Please quote everything from the start of the items down to the line that contains "[0,0,1166,798]", both ends included, and leave the pictures out of your answer.

Provided entries:
↓

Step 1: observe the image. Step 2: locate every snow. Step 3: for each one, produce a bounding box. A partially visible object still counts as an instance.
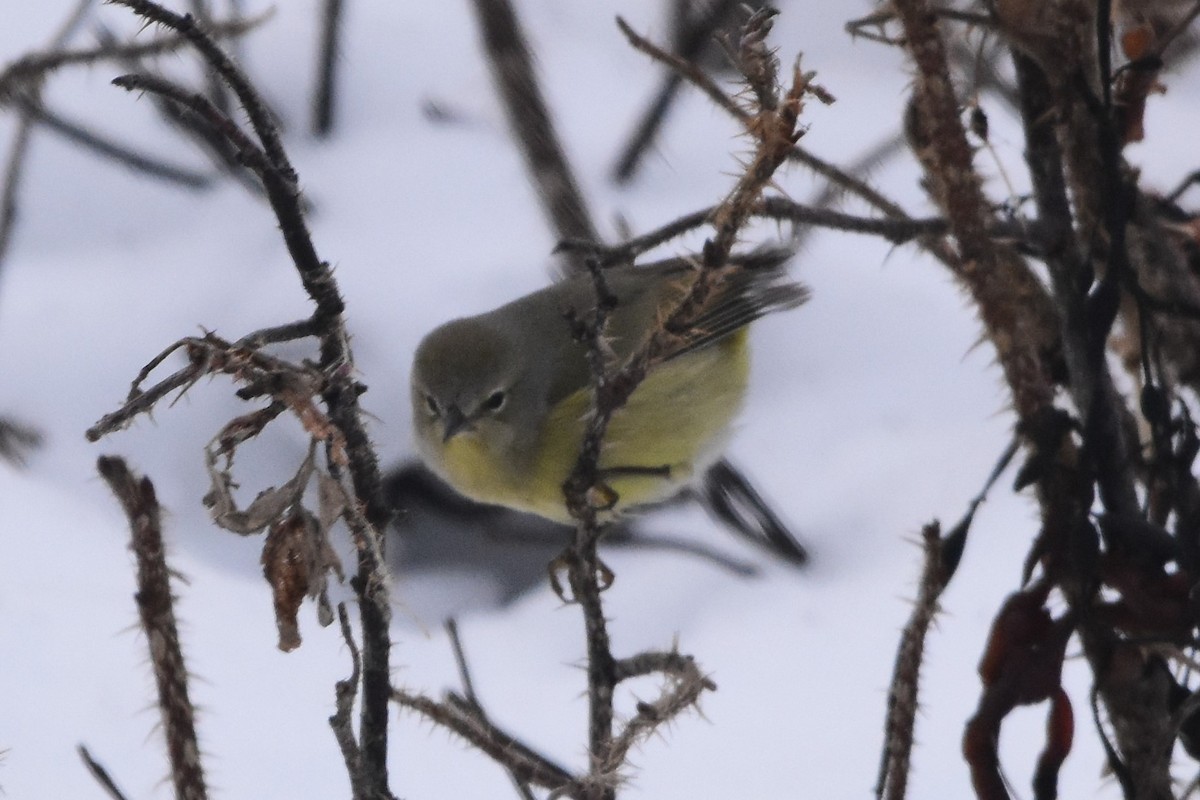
[0,0,1166,798]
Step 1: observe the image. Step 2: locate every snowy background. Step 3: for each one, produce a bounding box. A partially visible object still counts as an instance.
[0,0,1200,799]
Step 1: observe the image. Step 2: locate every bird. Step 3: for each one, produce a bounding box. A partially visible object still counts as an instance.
[410,249,809,523]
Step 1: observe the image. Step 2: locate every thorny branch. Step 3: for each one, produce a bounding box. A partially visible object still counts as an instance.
[563,11,814,798]
[872,0,1200,799]
[96,456,208,800]
[89,0,391,800]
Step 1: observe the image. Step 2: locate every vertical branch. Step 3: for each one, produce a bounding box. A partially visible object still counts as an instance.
[312,0,344,138]
[473,0,598,247]
[105,0,391,800]
[875,522,949,800]
[612,0,737,184]
[895,0,1058,419]
[96,456,208,800]
[0,0,92,267]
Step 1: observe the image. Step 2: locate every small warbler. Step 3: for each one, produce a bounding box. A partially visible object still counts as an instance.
[412,251,809,522]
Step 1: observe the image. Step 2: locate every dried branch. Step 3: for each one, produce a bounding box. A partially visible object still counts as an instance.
[474,0,599,240]
[76,745,133,800]
[97,0,391,800]
[312,0,344,138]
[96,456,208,800]
[19,98,212,190]
[875,521,949,800]
[562,11,811,798]
[445,618,534,800]
[329,603,370,798]
[617,17,906,217]
[0,0,91,267]
[0,12,275,106]
[391,688,576,796]
[612,0,738,184]
[595,650,716,776]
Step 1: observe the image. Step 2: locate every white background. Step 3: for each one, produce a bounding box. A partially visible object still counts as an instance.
[0,0,1200,799]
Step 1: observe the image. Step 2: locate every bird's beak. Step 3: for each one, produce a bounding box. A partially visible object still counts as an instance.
[442,405,468,443]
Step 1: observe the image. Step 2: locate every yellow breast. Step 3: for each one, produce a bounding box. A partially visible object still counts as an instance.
[434,330,750,522]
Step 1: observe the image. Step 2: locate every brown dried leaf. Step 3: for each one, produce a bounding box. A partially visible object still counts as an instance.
[262,507,316,652]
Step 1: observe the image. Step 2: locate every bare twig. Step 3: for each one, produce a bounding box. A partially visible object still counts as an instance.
[598,650,716,775]
[445,618,534,800]
[76,745,133,800]
[875,522,949,800]
[100,0,391,800]
[0,0,92,267]
[0,12,267,104]
[391,688,575,796]
[312,0,344,138]
[474,0,598,240]
[329,603,368,798]
[617,17,906,225]
[563,12,809,798]
[20,100,212,190]
[96,456,208,800]
[612,0,737,184]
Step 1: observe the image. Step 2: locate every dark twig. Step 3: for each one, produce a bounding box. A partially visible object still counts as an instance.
[329,603,370,798]
[558,196,955,266]
[445,618,534,800]
[101,0,391,800]
[474,0,598,240]
[612,0,738,184]
[0,0,92,267]
[617,17,906,225]
[875,521,949,800]
[96,456,208,800]
[0,416,42,467]
[20,98,212,190]
[76,745,133,800]
[190,0,230,114]
[598,650,716,775]
[563,11,809,798]
[312,0,344,138]
[0,12,267,103]
[0,113,34,267]
[391,688,577,796]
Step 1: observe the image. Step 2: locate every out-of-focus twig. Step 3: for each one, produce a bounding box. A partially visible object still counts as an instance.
[612,0,738,184]
[312,0,344,138]
[76,745,133,800]
[474,0,598,247]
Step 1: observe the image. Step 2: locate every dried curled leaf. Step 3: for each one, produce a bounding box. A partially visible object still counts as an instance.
[204,441,314,536]
[262,473,346,652]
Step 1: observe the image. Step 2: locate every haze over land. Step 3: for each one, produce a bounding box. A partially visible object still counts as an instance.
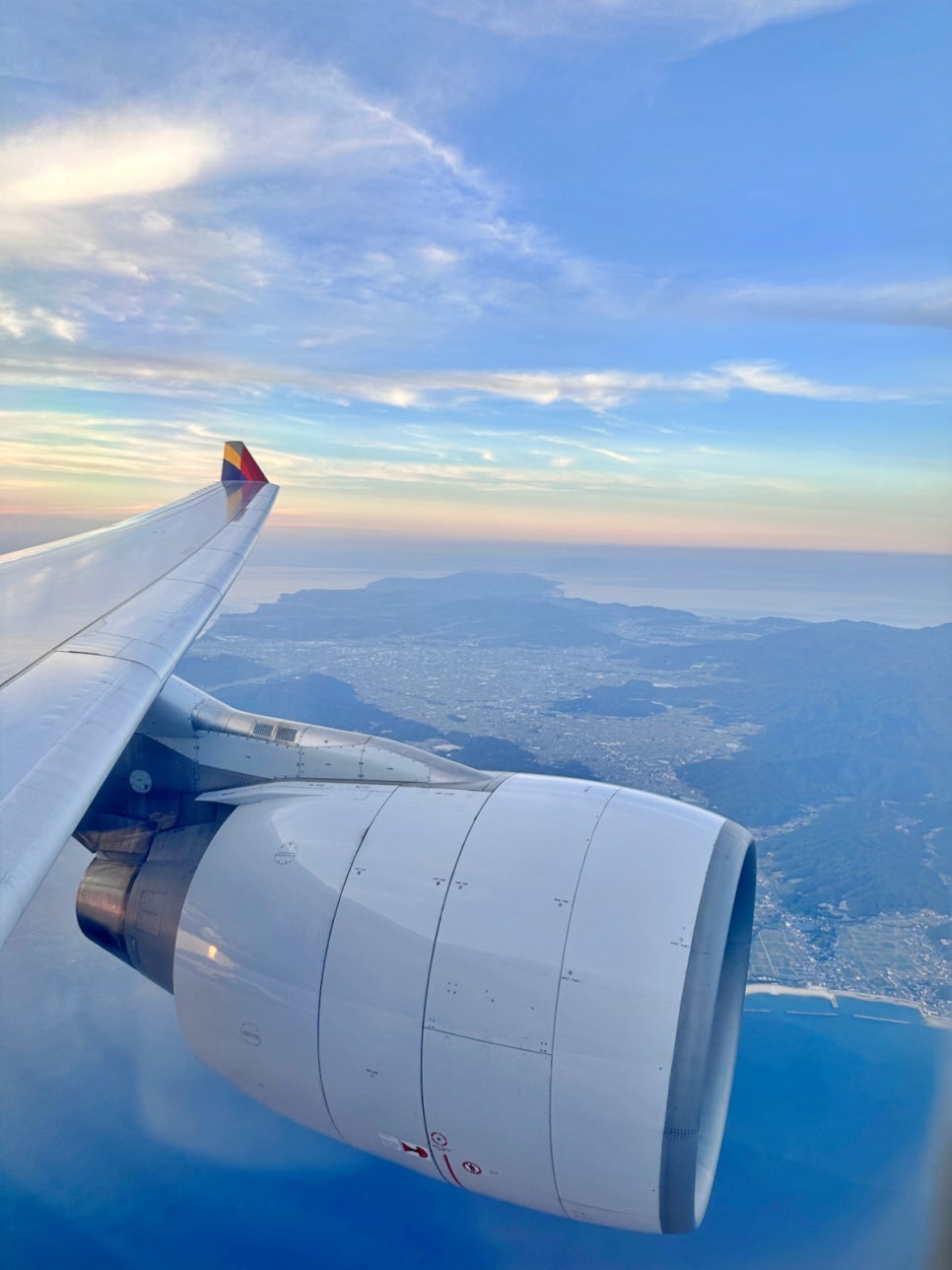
[180,573,952,1016]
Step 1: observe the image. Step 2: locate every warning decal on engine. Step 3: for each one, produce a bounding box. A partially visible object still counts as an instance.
[379,1133,431,1160]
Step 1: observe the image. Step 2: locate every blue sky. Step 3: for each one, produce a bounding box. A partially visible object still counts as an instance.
[0,0,952,551]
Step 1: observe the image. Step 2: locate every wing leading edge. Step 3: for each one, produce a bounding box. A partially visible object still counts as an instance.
[0,442,278,944]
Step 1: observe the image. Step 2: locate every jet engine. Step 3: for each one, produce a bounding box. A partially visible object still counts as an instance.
[78,689,755,1232]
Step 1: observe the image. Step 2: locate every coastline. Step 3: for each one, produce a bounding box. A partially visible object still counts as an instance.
[745,983,952,1031]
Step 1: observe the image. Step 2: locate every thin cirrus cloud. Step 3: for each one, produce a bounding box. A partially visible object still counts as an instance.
[0,111,221,208]
[711,277,952,327]
[416,0,859,45]
[0,354,916,413]
[0,67,614,360]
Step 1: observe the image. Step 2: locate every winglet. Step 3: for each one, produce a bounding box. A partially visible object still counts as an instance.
[221,441,268,485]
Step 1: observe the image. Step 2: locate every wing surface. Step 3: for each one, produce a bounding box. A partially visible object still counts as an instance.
[0,442,277,944]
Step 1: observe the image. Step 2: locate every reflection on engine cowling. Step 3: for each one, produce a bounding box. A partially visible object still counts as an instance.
[130,776,754,1232]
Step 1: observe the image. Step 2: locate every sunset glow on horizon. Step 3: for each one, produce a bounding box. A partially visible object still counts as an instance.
[0,0,952,552]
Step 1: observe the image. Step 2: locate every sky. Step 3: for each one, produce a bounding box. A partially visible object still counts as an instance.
[0,0,952,552]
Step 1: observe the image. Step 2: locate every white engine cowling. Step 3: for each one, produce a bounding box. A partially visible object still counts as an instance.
[173,776,755,1232]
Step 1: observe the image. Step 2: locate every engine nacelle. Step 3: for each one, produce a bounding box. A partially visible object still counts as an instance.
[122,776,755,1232]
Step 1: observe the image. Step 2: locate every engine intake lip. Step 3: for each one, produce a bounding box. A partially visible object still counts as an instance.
[658,820,757,1235]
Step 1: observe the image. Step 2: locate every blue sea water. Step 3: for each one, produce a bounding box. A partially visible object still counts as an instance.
[0,851,952,1270]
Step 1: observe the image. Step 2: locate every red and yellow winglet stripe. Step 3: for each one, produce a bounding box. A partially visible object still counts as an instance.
[221,441,268,485]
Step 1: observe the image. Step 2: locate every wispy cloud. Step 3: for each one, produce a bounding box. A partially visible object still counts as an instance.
[0,110,221,208]
[416,0,858,44]
[0,292,83,344]
[706,278,952,326]
[0,354,916,413]
[0,53,605,349]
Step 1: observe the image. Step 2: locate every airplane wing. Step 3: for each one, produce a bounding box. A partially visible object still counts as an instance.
[0,441,277,945]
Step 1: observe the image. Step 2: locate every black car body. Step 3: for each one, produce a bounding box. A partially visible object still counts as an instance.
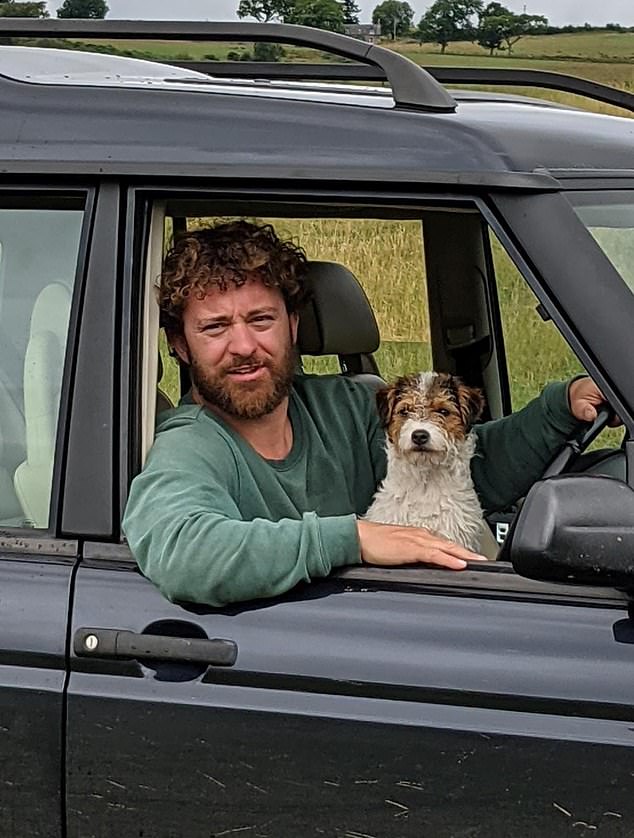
[0,21,634,838]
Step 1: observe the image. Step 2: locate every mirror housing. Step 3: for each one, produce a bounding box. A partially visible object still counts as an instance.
[510,474,634,589]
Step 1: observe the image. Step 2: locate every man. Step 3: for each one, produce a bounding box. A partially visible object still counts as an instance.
[123,221,603,605]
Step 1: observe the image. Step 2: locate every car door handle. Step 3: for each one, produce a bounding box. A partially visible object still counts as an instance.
[73,628,238,666]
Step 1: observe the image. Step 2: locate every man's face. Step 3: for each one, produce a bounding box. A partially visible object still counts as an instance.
[174,276,298,419]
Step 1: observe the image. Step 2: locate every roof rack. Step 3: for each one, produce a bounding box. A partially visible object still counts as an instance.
[166,61,634,111]
[0,17,456,113]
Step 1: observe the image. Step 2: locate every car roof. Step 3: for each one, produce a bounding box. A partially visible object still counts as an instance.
[0,46,634,186]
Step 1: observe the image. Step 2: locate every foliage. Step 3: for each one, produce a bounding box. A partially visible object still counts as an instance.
[478,12,548,55]
[0,0,48,17]
[57,0,110,20]
[237,0,292,23]
[478,3,513,55]
[416,0,482,53]
[284,0,345,32]
[372,0,414,40]
[253,43,285,61]
[339,0,361,24]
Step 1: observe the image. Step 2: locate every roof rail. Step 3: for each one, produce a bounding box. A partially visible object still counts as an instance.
[167,61,634,111]
[0,17,456,113]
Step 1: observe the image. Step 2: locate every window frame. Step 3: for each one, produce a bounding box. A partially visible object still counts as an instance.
[108,184,632,602]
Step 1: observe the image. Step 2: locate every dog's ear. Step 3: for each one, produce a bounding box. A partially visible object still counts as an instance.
[458,382,484,428]
[376,387,396,428]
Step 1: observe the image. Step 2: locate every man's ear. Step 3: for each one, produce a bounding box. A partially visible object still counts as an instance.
[167,333,190,366]
[288,311,299,346]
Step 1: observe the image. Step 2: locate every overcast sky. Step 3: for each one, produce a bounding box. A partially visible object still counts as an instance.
[48,0,634,26]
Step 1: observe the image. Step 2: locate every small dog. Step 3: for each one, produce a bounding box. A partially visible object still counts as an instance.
[364,372,484,551]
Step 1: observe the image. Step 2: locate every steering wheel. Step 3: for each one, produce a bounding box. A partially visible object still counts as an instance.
[496,405,614,562]
[540,405,614,480]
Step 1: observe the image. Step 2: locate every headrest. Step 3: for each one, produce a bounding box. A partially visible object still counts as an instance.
[297,262,380,355]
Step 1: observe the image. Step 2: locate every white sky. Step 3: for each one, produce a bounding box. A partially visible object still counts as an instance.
[48,0,634,26]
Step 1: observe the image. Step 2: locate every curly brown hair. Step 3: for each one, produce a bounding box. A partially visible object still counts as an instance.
[158,221,308,334]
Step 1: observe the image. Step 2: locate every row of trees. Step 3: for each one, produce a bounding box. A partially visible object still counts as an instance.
[237,0,360,32]
[372,0,548,55]
[0,0,109,19]
[238,0,548,55]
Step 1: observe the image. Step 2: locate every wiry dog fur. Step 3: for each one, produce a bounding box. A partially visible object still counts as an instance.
[365,372,484,551]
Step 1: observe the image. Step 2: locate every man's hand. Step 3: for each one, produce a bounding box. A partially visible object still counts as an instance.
[568,378,621,427]
[357,521,486,570]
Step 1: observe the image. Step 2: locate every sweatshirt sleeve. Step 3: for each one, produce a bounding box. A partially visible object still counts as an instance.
[123,435,360,606]
[471,382,585,512]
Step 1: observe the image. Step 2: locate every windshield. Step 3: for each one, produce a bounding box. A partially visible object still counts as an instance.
[567,189,634,291]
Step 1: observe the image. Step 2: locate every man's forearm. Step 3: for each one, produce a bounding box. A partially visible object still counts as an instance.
[471,382,582,511]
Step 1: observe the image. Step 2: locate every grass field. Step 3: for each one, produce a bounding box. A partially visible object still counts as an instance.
[144,33,634,446]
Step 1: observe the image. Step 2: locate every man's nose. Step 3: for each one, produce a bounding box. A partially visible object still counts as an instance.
[228,323,257,357]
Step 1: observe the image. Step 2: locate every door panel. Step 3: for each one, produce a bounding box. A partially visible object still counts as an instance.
[0,551,72,838]
[67,563,634,838]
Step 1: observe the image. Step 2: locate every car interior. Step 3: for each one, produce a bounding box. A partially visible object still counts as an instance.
[0,200,83,528]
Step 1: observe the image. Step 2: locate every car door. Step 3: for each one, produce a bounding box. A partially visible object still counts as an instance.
[0,190,91,837]
[66,190,634,838]
[67,556,634,838]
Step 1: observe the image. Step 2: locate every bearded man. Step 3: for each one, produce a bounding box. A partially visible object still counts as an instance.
[123,221,603,606]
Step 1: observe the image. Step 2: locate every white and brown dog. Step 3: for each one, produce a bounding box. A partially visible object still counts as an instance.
[365,372,484,551]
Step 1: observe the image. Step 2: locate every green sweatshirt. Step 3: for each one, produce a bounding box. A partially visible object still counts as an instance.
[123,376,579,606]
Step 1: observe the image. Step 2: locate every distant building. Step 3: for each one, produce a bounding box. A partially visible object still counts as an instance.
[343,23,381,44]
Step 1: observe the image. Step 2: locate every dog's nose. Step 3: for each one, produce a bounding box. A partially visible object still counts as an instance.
[412,430,429,448]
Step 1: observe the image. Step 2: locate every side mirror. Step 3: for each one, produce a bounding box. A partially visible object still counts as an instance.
[510,474,634,589]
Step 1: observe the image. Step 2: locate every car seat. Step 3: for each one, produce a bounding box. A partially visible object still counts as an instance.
[13,282,71,527]
[297,261,385,388]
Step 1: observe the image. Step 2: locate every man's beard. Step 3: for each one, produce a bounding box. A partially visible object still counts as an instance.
[190,341,295,419]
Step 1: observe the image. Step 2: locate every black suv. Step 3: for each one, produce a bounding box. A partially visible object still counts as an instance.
[0,19,634,838]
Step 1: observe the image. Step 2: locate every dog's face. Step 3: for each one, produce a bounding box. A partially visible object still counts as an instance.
[377,372,484,463]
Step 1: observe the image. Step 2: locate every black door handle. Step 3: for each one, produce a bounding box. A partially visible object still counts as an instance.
[73,628,238,666]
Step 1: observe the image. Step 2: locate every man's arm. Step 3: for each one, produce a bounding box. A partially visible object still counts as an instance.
[123,457,361,606]
[471,377,605,511]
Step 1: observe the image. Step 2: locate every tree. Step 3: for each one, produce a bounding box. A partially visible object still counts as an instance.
[57,0,110,20]
[478,3,513,55]
[237,0,292,23]
[416,0,482,53]
[0,0,48,17]
[339,0,361,24]
[284,0,344,32]
[478,12,548,55]
[372,0,414,40]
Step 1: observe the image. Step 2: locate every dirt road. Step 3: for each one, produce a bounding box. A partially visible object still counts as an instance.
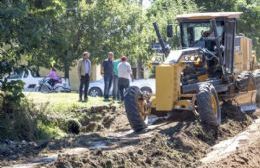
[0,107,259,168]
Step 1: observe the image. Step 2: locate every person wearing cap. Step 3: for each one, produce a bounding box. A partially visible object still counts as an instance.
[102,52,114,101]
[118,56,132,101]
[77,51,91,102]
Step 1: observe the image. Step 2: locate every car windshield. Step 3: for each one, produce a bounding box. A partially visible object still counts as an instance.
[8,69,23,79]
[181,22,224,50]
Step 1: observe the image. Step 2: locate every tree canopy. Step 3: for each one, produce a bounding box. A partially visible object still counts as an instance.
[0,0,260,77]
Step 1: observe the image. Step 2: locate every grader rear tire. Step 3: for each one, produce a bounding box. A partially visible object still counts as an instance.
[196,83,221,126]
[253,71,260,107]
[124,86,147,132]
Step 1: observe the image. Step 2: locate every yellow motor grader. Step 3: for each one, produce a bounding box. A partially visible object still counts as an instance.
[124,12,257,132]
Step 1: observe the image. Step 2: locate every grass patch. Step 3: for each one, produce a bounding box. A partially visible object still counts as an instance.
[36,121,66,140]
[26,92,110,118]
[25,92,117,139]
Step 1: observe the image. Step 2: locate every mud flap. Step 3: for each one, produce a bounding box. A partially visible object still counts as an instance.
[239,103,256,113]
[235,90,256,113]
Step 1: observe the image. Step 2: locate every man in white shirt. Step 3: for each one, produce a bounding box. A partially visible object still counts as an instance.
[78,51,91,102]
[118,56,132,101]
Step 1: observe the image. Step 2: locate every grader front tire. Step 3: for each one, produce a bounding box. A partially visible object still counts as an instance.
[124,86,147,132]
[196,83,221,126]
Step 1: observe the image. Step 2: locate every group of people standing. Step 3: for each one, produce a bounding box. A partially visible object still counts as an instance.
[78,51,132,101]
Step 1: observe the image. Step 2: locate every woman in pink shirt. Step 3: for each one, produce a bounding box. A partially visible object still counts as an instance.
[48,68,60,86]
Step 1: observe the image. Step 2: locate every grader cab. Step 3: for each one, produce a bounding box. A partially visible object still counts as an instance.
[124,12,257,132]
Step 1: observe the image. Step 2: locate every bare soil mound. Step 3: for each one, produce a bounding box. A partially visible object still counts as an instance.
[202,139,260,168]
[48,105,254,168]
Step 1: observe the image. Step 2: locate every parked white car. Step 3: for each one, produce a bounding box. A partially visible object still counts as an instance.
[6,68,70,92]
[6,69,43,91]
[88,79,155,97]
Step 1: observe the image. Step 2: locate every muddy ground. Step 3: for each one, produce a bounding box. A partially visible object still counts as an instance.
[0,103,256,168]
[200,138,260,168]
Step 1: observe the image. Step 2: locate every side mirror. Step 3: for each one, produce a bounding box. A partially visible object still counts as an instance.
[167,25,173,37]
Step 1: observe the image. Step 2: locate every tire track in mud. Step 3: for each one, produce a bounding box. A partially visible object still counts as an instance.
[1,109,258,168]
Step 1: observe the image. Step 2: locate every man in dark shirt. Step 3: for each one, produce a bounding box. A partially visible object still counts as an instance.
[102,52,114,101]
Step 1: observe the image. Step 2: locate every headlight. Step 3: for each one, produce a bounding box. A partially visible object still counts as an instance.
[190,56,195,61]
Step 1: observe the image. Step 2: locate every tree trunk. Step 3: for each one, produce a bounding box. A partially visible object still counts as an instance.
[136,58,144,79]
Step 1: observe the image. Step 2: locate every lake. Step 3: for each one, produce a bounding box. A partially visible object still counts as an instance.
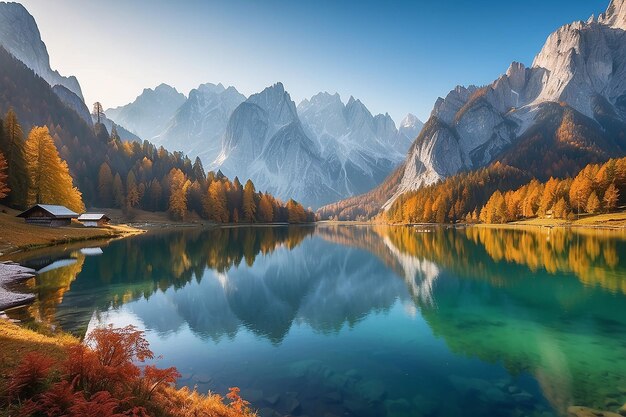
[11,225,626,417]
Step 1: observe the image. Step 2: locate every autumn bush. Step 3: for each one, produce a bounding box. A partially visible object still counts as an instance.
[3,326,255,417]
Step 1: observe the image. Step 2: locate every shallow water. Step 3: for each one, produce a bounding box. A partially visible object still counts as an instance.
[12,226,626,417]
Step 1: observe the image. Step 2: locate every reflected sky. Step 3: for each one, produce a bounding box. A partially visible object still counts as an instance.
[15,226,626,416]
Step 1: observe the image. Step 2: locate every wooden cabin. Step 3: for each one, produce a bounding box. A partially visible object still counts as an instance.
[17,204,78,227]
[78,213,111,227]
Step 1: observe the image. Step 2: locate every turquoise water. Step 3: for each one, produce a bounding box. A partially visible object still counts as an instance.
[13,226,626,417]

↑

Worked solution:
Step 1: observe the image. Step 2: locate every snow. Step 3: for each one, produce a bounding box. A partially visible object still counts as an instance.
[0,0,1166,798]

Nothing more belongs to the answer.